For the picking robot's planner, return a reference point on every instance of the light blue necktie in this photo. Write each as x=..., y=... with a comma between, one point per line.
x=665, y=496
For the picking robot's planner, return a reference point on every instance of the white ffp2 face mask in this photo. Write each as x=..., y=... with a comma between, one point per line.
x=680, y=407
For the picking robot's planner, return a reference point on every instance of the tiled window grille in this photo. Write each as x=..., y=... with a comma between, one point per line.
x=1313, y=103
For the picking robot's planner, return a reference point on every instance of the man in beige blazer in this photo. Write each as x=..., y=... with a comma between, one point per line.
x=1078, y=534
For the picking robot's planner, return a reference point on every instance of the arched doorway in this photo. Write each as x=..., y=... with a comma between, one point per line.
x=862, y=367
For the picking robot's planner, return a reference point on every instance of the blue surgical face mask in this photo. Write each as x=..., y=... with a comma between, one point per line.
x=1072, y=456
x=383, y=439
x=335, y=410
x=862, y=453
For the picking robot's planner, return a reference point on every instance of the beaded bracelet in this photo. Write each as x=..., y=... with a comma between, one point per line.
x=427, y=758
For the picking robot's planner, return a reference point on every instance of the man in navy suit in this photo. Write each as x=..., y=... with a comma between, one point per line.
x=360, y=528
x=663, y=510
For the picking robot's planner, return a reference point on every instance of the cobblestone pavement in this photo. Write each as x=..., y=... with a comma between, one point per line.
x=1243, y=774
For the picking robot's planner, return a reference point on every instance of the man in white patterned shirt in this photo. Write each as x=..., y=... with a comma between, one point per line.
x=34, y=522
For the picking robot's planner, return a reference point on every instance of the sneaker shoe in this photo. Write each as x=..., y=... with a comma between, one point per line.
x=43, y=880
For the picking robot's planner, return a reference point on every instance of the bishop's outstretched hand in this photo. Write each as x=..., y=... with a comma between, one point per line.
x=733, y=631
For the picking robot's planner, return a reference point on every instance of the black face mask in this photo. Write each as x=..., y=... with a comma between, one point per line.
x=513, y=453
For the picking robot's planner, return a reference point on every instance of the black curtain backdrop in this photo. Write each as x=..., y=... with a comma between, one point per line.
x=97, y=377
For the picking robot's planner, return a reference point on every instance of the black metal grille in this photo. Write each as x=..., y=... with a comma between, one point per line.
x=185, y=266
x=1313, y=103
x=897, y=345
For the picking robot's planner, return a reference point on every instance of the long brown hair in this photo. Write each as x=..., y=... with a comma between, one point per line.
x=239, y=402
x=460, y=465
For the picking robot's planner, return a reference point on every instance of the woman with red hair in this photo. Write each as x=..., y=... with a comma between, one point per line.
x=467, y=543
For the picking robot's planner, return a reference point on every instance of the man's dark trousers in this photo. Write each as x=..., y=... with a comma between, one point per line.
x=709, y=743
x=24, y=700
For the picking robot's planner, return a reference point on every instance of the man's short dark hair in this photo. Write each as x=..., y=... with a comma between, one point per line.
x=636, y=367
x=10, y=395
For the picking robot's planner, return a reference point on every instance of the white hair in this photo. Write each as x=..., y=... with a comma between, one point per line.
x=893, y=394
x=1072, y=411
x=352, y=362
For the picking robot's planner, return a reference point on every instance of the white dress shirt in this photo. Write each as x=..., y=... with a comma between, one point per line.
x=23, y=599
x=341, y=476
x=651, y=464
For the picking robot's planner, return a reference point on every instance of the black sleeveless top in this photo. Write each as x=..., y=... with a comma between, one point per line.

--------

To do: Please write out again every line of the items from the line with "man in navy" up to and including the line with "x=43, y=880", raising each coordinate value in that stretch by 120.

Full answer:
For the picking robot's planner, return a reference point on every instance of the man in navy suit in this photo. Write each as x=..., y=... with a comma between, one point per line.
x=480, y=648
x=783, y=630
For the picking robot's planner, return a reference point on every instance of the cobblestone pavement in this photo. Write each as x=..., y=... with a comma between, one point per line.
x=1363, y=894
For the picking robot's planner, return a reference point on every instance of the man in white patterned shirt in this photo. Write each as x=..., y=... with a comma between, one point per line.
x=154, y=642
For the picking robot's planner, return a reference point on every instance of the sneaker shoe in this photo. Write each as x=..., y=... with a comma between, one point per line.
x=163, y=1000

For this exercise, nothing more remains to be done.